__WHAT YOU SHOULD DO__: Copy everything in the "Gem Harvest" episode text from "Episodes of Steven" down to "States presidential election.", word for word.

__PASSAGE SHOWN__:
The Gems leave to buy party supplies, and Andy begins to relax, telling Steven about his love of flying. When the Gems return with a confused assortment of wedding, baby shower, and funeral supplies, Andy takes it in stride. But at dinner, Andy is alienated by the Gems' strangeness and confused by their in-jokes, and when they thank each other for helping prepare dinner, Andy is left out. Feeling excluded, Andy leaves in his plane.

Steven has Lapis fly him up to Andy's plane. In mid-air, Andy tells Steven about his frustration that other members of his family have moved on; Steven tells Andy that he wants to be part of the family and get to know his uncle. When Steven slips and falls off the plane, Andy dives to catch him. As they fly back to the barn, Andy admits that he bears some responsibility himself for losing touch with family. The Gems awkwardly welcome him back, and Greg and Andy reconcile and embrace.

==Production==

Episodes of Steven Universe are written by their storyboard artists. As a 23-minute episode, "Gem Harvest" had a larger storyboard team than a typical 11-minute episode, including Raven M. Molisee, Paul Villeco, Hilary Florido, and Lauren Zuke. Dave Willis guest-starred in the role of Uncle Andy; some critics noted a similarity between Willis's performance as Andy and his role as Carl Brutananadilewski on Aqua Teen Hunger Force.

==Reception==

"Gem Harvest" met with a mixed reception from critics. Reviewers noted that the episode's theme, focusing on welcoming a bigoted older relative to a family dinner and helping him learn to accept other ways of life, was timely to the upcoming Thanksgiving holiday; but several found this narrative to be uncomfortable or in bad taste in the context of its broadcast shortly after the 2016 United States presidential election.

__RECORD SET__:
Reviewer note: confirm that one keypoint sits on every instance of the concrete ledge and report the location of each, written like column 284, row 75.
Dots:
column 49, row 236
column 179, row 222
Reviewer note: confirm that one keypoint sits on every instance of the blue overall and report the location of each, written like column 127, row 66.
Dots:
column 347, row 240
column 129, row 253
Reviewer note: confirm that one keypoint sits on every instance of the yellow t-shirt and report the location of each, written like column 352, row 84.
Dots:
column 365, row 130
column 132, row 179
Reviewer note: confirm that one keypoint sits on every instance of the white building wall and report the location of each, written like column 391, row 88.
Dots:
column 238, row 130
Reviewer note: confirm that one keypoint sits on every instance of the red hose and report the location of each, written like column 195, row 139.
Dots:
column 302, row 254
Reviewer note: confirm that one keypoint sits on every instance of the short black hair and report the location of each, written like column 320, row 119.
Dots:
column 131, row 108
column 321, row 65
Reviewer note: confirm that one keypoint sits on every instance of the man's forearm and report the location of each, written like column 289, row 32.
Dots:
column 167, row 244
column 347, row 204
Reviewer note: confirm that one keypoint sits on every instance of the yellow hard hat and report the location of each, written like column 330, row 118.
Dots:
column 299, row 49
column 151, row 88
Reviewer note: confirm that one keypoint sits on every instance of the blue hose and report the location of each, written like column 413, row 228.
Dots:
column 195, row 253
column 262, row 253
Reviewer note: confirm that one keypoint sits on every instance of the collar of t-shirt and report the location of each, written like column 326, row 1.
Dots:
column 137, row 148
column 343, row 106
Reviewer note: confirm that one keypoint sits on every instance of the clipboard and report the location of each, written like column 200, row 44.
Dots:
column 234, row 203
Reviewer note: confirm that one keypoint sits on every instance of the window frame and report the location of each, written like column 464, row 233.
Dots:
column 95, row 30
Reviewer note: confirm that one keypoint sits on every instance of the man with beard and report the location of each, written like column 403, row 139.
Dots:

__FINISHED EXERCISE__:
Episodes of Steven Universe are written by their storyboard artists. As a 23-minute episode, "Gem Harvest" had a larger storyboard team than a typical 11-minute episode, including Raven M. Molisee, Paul Villeco, Hilary Florido, and Lauren Zuke. Dave Willis guest-starred in the role of Uncle Andy; some critics noted a similarity between Willis's performance as Andy and his role as Carl Brutananadilewski on Aqua Teen Hunger Force.

==Reception==

"Gem Harvest" met with a mixed reception from critics. Reviewers noted that the episode's theme, focusing on welcoming a bigoted older relative to a family dinner and helping him learn to accept other ways of life, was timely to the upcoming Thanksgiving holiday; but several found this narrative to be uncomfortable or in bad taste in the context of its broadcast shortly after the 2016 United States presidential election.